ACTIVITY:
Copy out all of the entries exactly as they appear.

ENTRIES PROVIDED:

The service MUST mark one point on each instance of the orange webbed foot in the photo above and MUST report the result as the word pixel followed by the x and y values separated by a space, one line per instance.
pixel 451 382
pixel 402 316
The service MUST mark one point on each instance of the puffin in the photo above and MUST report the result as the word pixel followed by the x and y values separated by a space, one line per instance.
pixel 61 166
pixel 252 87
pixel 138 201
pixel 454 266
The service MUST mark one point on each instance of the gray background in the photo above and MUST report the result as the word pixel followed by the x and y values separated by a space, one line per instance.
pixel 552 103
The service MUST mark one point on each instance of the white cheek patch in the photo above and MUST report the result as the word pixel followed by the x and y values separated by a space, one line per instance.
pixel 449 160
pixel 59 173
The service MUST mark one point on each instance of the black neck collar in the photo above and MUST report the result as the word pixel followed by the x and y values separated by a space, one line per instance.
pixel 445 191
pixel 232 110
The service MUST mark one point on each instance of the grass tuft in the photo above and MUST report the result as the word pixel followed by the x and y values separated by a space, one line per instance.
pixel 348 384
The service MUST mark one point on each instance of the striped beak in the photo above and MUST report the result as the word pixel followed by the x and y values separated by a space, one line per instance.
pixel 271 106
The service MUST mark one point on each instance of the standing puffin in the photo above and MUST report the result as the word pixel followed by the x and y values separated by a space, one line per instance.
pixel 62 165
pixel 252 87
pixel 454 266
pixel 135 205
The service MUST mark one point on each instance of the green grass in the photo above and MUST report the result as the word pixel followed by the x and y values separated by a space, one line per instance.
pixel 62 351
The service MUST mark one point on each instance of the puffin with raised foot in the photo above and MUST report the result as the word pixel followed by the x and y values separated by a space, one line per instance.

YOUR RESPONSE:
The service MUST mark one point on each instance of the orange webbed foot in the photo above and MUST report the result as the word pixel followed by the x and y values separated by a space, one line per instance.
pixel 451 382
pixel 402 316
The service MUST mark one point on each instance of the puffin in the photo above and MUST report the result as the word pixel followed by the x and y values separated by a space, one line per instance.
pixel 61 166
pixel 252 87
pixel 138 201
pixel 454 266
The service MUST mark one point on each instance of the gray background in the photo above and MUST report the result as the word pixel followed by the x and y values separated by a space, one line per instance.
pixel 552 103
The service MUST mark one point on each instance of the white cheek patch in the photo above and MUST report the result as the word pixel followed by the x and y values separated by a space, one line per instance.
pixel 449 160
pixel 59 173
The service MUST mark one point on each instance of the black neck collar in the photo above and MUST report the result as the word pixel followed by the x and y values separated by a space, one line per instance.
pixel 445 191
pixel 232 110
The service MUST mark one point on each instance of the grass tuft in the photo above and MUST report the result as the word pixel followed by the x and y values separated by a space, one line per instance.
pixel 348 384
The service MUST mark one point on each instance of the striped beak in the photo above and MUST report the result as the word pixel followed by the x and y values separated by a space, one line per instance.
pixel 271 106
The service MUST mark one point on each instance of the standing puffin in the photo above and MUST report the result as the word pixel followed by the x and y values separated by a space, one line per instance.
pixel 62 165
pixel 252 87
pixel 454 266
pixel 135 205
The service MUST mark one point on each instance of the green grass in the photo above and MUST report the result as the word pixel followed by the x and y values separated by a space, one line per instance.
pixel 62 351
The service MUST mark one point on each instance of the puffin with raised foot in the photo above and MUST report the result as the word pixel followed by the x and y values separated by a space, one line per instance.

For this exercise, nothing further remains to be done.